WRITTEN INSTRUCTION:
Repeat the material verbatim and drop the pictures.

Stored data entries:

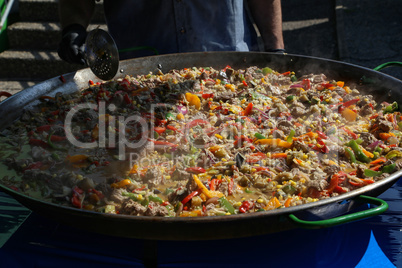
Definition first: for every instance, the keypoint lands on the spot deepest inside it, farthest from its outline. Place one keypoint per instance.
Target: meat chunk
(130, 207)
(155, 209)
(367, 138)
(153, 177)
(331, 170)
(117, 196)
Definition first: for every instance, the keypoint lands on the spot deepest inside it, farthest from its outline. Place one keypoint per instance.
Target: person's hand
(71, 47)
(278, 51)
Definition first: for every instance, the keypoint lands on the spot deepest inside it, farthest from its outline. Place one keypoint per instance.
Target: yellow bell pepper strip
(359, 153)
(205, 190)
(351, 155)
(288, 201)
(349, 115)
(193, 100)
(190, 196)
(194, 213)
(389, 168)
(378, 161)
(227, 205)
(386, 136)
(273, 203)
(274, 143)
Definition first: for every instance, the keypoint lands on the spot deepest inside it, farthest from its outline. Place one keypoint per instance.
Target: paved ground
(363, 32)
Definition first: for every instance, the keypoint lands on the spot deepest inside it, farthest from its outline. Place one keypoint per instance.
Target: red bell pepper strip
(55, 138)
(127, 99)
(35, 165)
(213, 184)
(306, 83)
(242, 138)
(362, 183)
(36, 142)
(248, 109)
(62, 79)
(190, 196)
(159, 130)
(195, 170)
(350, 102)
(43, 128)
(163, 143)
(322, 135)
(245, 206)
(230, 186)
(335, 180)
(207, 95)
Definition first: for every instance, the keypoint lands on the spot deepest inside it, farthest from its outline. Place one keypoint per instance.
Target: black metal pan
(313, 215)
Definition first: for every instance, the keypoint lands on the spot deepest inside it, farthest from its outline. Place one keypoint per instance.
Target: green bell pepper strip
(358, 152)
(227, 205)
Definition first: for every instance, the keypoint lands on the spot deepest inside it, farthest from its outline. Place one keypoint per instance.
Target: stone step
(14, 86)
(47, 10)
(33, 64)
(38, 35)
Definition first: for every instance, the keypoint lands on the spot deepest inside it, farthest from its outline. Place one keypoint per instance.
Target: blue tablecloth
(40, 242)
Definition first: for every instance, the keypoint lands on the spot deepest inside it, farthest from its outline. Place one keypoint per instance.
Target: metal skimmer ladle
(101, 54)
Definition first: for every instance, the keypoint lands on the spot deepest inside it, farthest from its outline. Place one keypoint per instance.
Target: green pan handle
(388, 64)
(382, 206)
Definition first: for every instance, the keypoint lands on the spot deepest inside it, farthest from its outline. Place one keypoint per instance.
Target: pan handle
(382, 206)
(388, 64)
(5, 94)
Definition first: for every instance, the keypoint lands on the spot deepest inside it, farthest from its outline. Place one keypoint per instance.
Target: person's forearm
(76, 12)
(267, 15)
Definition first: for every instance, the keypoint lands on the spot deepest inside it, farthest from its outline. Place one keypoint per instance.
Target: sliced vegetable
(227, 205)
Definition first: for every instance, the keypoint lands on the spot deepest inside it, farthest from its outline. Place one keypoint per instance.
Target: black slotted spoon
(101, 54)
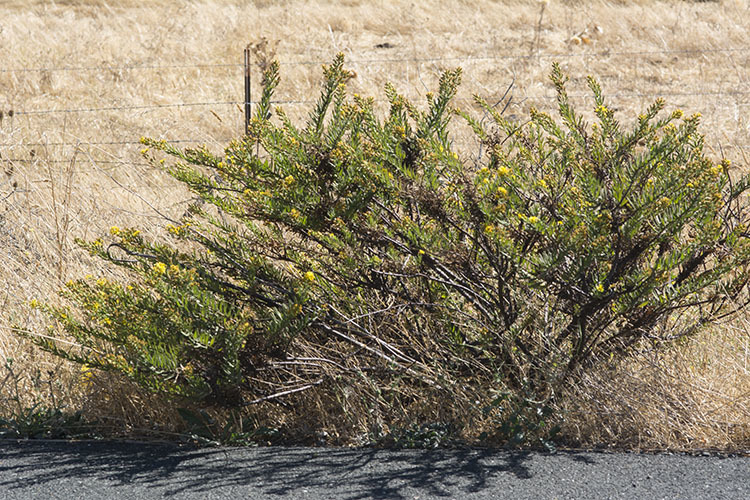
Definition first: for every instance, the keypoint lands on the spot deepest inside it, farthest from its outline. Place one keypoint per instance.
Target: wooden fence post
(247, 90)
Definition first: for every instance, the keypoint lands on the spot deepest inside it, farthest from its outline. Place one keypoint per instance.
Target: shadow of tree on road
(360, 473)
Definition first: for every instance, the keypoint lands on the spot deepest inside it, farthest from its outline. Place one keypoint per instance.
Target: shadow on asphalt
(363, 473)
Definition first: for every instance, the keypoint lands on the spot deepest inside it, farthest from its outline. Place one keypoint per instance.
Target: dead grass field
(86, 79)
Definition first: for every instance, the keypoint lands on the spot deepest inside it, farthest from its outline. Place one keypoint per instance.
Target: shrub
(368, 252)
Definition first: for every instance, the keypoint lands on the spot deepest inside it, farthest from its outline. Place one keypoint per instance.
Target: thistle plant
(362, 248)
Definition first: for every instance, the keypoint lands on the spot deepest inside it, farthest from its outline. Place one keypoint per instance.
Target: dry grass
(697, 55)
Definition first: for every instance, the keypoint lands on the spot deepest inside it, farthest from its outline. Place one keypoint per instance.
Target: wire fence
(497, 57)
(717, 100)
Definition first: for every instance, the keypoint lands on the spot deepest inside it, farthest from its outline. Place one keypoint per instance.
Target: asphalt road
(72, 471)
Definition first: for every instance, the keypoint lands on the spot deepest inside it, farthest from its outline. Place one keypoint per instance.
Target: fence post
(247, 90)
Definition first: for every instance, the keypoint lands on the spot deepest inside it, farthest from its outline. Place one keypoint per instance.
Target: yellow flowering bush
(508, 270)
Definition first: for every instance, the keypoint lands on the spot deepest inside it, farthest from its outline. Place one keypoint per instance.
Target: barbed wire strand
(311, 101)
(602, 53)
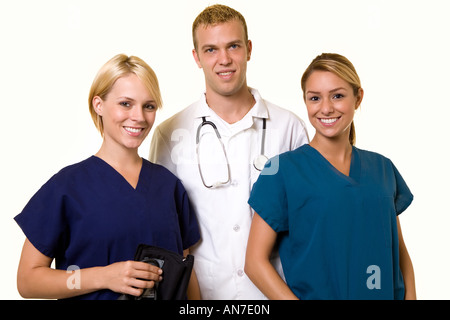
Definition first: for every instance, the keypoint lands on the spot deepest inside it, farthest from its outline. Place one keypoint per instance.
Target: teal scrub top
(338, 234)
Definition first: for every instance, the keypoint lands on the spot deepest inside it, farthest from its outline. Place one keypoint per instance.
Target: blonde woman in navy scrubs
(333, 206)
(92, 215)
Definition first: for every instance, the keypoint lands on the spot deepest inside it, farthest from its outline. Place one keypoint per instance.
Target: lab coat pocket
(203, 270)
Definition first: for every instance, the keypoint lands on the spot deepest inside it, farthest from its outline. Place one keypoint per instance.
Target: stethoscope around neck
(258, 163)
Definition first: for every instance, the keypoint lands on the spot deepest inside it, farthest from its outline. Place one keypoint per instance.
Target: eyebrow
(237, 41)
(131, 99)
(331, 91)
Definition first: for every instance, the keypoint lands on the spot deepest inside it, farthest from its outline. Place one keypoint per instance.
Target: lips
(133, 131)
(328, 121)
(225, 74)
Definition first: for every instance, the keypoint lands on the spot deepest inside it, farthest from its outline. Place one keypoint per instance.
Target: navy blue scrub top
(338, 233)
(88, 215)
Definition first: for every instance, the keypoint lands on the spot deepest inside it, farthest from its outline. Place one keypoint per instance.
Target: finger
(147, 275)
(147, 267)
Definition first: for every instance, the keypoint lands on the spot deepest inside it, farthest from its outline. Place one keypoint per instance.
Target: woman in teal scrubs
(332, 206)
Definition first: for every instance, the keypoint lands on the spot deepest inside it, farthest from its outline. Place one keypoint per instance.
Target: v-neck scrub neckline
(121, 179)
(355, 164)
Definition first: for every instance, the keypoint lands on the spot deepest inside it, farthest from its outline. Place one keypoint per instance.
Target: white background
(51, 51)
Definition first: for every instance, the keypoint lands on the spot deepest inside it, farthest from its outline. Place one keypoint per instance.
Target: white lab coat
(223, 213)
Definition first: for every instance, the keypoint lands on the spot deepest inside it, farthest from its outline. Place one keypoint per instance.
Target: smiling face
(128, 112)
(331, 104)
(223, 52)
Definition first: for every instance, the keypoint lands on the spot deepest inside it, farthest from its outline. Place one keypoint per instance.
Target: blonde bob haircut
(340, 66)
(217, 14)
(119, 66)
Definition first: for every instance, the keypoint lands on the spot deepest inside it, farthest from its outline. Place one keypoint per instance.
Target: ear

COMPLETE RESPONSE:
Definition first: for every instance, the keypoint lands on the spot deepest inside it, farthest from its outline. Place one keypoint per instance.
Target: meat chunk
(130, 207)
(155, 209)
(367, 138)
(153, 177)
(331, 170)
(117, 196)
Definition first: for every instance, the keypoint lands on the spot deepest inside it, farthest from its outline. Place one keypoint per instance.
Target: person's hand
(71, 47)
(278, 51)
Definition first: for every instance, the keypoint lands on the spot deepest inside it, farthest from its outline. Place one keypoint per instance.
Target: yellow bell pepper strip
(359, 153)
(205, 190)
(351, 155)
(288, 201)
(349, 115)
(193, 100)
(190, 196)
(194, 213)
(389, 168)
(378, 161)
(227, 205)
(386, 136)
(273, 203)
(274, 143)
Definition first: for every instance, the keypoint lands on the spot deepest inside it, farthest from its outline. Place one keypoint per instance.
Target: paved ground
(363, 32)
Definition first: for every instance, the keypoint lands on the spot deepest inside it, farthest from its outline. Place one keypoint per instance.
Target: red bell pepper strip
(55, 138)
(127, 99)
(35, 165)
(213, 184)
(306, 83)
(242, 138)
(362, 183)
(36, 142)
(248, 109)
(62, 79)
(190, 196)
(159, 130)
(195, 170)
(350, 102)
(43, 128)
(163, 143)
(322, 135)
(245, 206)
(230, 186)
(335, 180)
(207, 95)
Definition first: for every instance, the keypoint lands on the spot deepest inside it, farthest from its outline. Place one keypoint per instance.
Target: black metal pan
(313, 215)
Definition first: for every instance, the keypoint lands on the spot deepest inside it, farthest from its outline. Place one keypoint per instance.
Target: green bell pepper strip
(358, 152)
(227, 205)
Definition first: for every instance, the keypoint lands on the spot deepest inside it, farthest from its outline. Place one keypoint per instance.
Target: stone step
(14, 86)
(47, 10)
(33, 64)
(38, 35)
Definition first: for every instance, the keypoint lands on the spot deepest inside it, farthest from its outline. Place one keypoint per instance.
Target: blue tablecloth
(40, 242)
Definition first: for every instance, the keypoint lands on the spot deepest inside it, farthest from its outline. Place one keypoint per instance.
Target: metal skimmer ladle
(101, 54)
Definition first: for every instance, the keypoint lands on the spot deepest inside it, farthest from its outline. Place one keypoint per instance.
Target: green pan handle
(388, 64)
(382, 206)
Definition first: for every instance, the keypoint lands on the spot deepest inside it, farthest from its outline. Place one keypoint per instance.
Target: pan handle
(382, 206)
(388, 64)
(5, 94)
Definition first: for every instance, the keypoint lands on the spot deepest inside it, farthest from its outline. Place one keypoint per instance.
Target: person's forearm
(76, 12)
(267, 15)
Definition first: for every instance, the keypoint lands on the spot deepest inside it, farthest from its outline. Place one keypoint per instance.
Target: sliced vegetable
(227, 205)
Definition first: for every instance, the keypoint lands on the spot deepest inside it, farthest from its outline. Place one keypoint per instance.
Target: black slotted spoon
(101, 54)
Definition first: for every instance, the keypoint lands on the spot deepest inside it, farthest from its outline. Place one keypoint per instance.
Target: wooden fence post
(247, 90)
Definition first: for every instance, the keypoint lands on the spot deepest inside it, farthest from its outline. Place one keypoint per instance.
Target: shadow of tree on road
(360, 473)
Definition first: for every instance, the keypoint lands on the spot deepest inside it, farthest from its outline. Place one keypoint per instance.
Target: shadow on asphalt
(363, 473)
Definition first: for every instance, the keypoint lands on the spot deepest inside it, farthest from its outline. Place one keypoint per instance.
Target: dead grass field
(86, 79)
Definition first: for every instance, the keypoint lands on the spot deepest inside it, farthest from its outline. Place one keypoint per instance.
Target: shrub
(368, 252)
Definition first: for every instance, the keypoint lands on the spot deepest inside it, farthest from its outline. Place one keypoint per instance.
Target: thistle plant
(362, 248)
Definition first: for every instance, the keypoint lands on the spot deepest inside it, farthest from its outline. Place one keypoint per instance.
Target: dry grass
(697, 55)
Definition first: for every instance, the keypoint lands on the spot deepest inside it, farthest from its outline. Place one keypoint per instance.
Target: wire fence
(497, 57)
(717, 100)
Definition first: for every instance, the keypoint lands on the spot deepest inside it, farthest from its outline. Place one keypoint per instance.
Target: asphalt road
(72, 471)
Definition first: for every instance, the keypoint lands on the spot deepest inside it, farthest from its outline. Place one keypoint per instance.
Target: fence post
(247, 90)
Definition first: for every instance, the keypoint lands on the spot deepest inside it, farthest from its outline. Place one keypoint per instance.
Target: yellow flowering bush
(508, 270)
Definition first: for every instance, the keypoint lands on the spot deepest inside it, farthest from its outline. Place one keypoint per instance.
Target: barbed wire strand
(311, 101)
(602, 53)
Definition first: for every instance, the keypoint lands on the spot deepest inside it, farthest from its outline. Place one keypoint per instance.
Target: teal scrub top
(338, 234)
Definition first: for every instance, the keypoint lands on the spot deepest inside it, farthest from its outline. Place one keypoint per instance.
Target: blonde woman in navy scrubs
(333, 206)
(92, 215)
Definition first: for every instance, the keypoint lands on the spot deepest inside it, farthest from its outline. Place one keypoint per instance.
Target: lab coat pocket
(203, 270)
Definition first: for every instance, the keypoint lands on the spot deepest inside it, farthest from its outline. Place one keypoint per instance.
Target: stethoscope around neck
(258, 163)
Definition first: for every instance, the keypoint lands on the spot deepest inside it, farthest from its outline. Place one keypoint per instance.
Target: eyebrow
(237, 41)
(131, 99)
(331, 91)
Definition first: for every instance, the keypoint lands on the spot deepest inside it, farthest from its outline. Place one keypoint per instance.
Target: lips
(133, 131)
(328, 121)
(225, 74)
Definition first: for every instance, the keypoint lands on the spot deepest inside it, farthest from its outline. Place one keypoint per instance.
Target: navy blue scrub top
(338, 233)
(88, 215)
Definition first: for every instance, the keypoint lands on the spot deepest inside it, farthest from its outline. Place one keypoint per instance.
Target: finger
(147, 275)
(147, 267)
Definition first: for every instance, the keypoint lands on the spot deepest inside it, farthest from its outline. Place one keypoint per instance.
Target: woman in teal scrubs
(332, 206)
Definition first: for every instance, the keypoint lands on the spot deepest inside it, farthest from its outline. Place one keypoint per instance.
Target: v-neck scrub neckline
(121, 179)
(355, 164)
Definition first: for every instance, the keypoint lands on the spot deepest inside it, farthest from its outline. Place one keypoint per instance.
Target: white background
(51, 51)
Definition first: for every instance, the keypoint lands on the spot deepest inside it, farthest from its outline. Place one keypoint per instance.
Target: white lab coat
(223, 213)
Definition first: for every instance, the keypoint lands on the spot deepest inside it, farthest from its outline. Place one keypoint per instance.
Target: smiling face
(128, 112)
(331, 104)
(223, 52)
Definition first: for every instance, the keypoint lands on the spot deepest inside it, farthest from its outline. Place one keypoint per instance.
Target: blonde bob haircut
(340, 66)
(217, 14)
(119, 66)
Definition first: for every instance, the keypoint lands on the spot deepest inside it, farthest from its outline. Place one keypoint per instance.
Target: ear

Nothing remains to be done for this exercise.